● TASK INSTRUCTIONS
Arrange the data below as a Markdown table with the columns Row and Line, giving each line its own numbered row. Begin at the line that has "For this challenge, identify the muscular", stop after the line that has "point(355, 255)", and omit blank lines and the pictures.

● INPUT MATERIAL
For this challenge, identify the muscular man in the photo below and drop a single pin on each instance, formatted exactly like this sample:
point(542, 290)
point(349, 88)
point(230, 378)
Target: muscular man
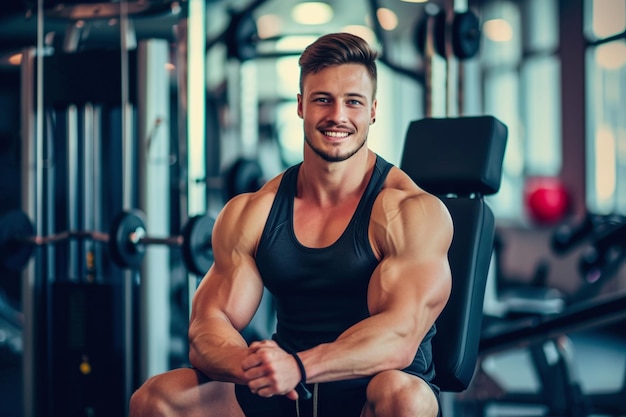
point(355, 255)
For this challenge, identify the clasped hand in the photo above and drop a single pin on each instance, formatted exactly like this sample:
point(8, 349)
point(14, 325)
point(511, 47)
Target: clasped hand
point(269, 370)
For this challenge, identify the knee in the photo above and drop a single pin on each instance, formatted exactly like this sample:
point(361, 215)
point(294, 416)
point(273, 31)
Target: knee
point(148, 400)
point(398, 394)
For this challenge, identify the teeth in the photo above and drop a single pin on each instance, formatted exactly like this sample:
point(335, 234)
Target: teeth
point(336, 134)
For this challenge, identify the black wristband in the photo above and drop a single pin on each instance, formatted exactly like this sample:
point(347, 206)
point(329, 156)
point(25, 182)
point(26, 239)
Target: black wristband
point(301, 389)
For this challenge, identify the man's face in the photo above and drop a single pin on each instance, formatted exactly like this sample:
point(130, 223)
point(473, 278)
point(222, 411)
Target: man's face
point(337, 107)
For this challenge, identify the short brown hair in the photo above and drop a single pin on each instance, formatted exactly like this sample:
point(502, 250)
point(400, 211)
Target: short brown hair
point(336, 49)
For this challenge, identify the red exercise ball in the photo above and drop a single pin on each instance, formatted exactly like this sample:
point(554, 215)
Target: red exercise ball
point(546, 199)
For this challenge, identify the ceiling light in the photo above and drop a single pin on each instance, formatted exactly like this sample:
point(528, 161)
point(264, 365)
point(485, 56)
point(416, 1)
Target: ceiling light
---
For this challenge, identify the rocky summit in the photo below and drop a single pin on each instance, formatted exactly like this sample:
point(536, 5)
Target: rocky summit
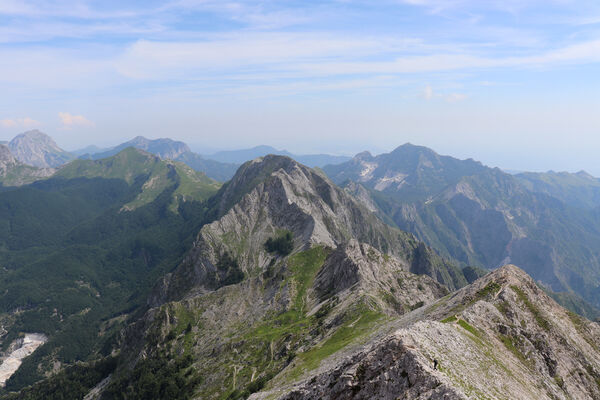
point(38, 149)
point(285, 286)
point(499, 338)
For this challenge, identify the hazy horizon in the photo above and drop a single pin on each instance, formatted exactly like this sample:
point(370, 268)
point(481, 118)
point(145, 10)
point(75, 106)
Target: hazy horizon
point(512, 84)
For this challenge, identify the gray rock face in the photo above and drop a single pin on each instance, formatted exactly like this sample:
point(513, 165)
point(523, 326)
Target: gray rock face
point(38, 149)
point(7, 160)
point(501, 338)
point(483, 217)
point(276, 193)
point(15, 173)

● SOLUTION TO THIS PROBLEM
| Row | Line |
|---|---|
| 1 | For this challenge, identify the muscular man in the photo below and drop a single pin on each instance, formatted exactly like this sample: |
| 2 | point(542, 290) |
| 3 | point(349, 88) |
| 4 | point(230, 378) |
| 5 | Target: muscular man |
| 6 | point(355, 255) |